| Document extract |
····················

Skip to content

Configuration🔗

Table properties🔗

Iceberg tables support table properties to configure table behavior, like the default split size for readers.

Read properties🔗

Property Default Description
read.split.target-size 134217728 (128 MB) Target size when combining data input splits
read.split.metadata-target-size 33554432 (32 MB) Target size when combining metadata input splits
read.split.planning-lookback 10 Number of bins to consider when combining input splits
read.split.open-file-cost 4194304 (4 MB) The estimated cost to open a file, used as a minimum weight when combining splits.

····················

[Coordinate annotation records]

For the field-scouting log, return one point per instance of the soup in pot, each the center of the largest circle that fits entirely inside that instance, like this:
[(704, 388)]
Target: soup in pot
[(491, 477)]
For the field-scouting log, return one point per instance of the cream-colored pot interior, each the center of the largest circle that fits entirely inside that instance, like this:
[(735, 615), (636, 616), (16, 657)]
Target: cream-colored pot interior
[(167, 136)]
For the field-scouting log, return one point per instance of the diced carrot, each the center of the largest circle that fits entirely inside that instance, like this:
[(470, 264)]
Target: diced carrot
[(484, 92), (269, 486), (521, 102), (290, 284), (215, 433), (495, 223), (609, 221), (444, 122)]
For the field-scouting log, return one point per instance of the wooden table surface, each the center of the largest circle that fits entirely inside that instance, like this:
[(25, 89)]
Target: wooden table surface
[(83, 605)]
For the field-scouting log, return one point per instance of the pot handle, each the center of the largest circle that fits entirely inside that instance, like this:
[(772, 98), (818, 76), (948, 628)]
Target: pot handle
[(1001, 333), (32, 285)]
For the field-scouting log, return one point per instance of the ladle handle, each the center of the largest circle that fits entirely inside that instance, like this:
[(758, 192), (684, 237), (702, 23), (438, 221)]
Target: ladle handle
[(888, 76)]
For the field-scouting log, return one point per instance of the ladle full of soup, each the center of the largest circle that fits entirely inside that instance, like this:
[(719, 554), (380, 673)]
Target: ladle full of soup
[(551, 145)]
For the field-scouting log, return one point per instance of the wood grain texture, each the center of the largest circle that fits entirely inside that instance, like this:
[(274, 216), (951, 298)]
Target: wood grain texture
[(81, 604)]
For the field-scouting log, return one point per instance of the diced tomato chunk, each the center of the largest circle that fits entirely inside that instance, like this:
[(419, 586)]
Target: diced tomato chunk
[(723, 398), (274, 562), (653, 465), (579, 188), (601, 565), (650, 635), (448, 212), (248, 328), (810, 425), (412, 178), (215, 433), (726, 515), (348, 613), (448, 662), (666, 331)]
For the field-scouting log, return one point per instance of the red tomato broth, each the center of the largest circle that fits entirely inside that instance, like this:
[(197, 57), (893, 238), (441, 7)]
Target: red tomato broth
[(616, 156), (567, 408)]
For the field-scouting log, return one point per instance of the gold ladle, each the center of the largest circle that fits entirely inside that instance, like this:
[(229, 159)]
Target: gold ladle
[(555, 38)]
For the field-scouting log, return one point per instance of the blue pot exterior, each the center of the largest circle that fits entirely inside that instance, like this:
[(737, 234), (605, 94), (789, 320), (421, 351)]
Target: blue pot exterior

····················

| Prompt 1 |
Echo the passage of the Iceberg configuration page starting at "Configuration🔗" and ending at "when combining splits.", word for word.
| Prompt 2 |
Please sum up the Iceberg configuration page in two sentences.

| Result 1 |
Configuration🔗

Table properties🔗

Iceberg tables support table properties to configure table behavior, like the default split size for readers.

Read properties🔗

Property Default Description
read.split.target-size 134217728 (128 MB) Target size when combining data input splits
read.split.metadata-target-size 33554432 (32 MB) Target size when combining metadata input splits
read.split.planning-lookback 10 Number of bins to consider when combining input splits
read.split.open-file-cost 4194304 (4 MB) The estimated cost to open a file, used as a minimum weight when combining splits.

| Result 2 |
Iceberg tables support table properties that configure table behavior, such as the default split size for readers. The read properties set the target size for combining data input splits (128 MB by default) and metadata input splits (32 MB), the number of bins to consider when combining input splits (10), and an estimated 4 MB cost to open a file, which serves as a minimum weight when combining splits.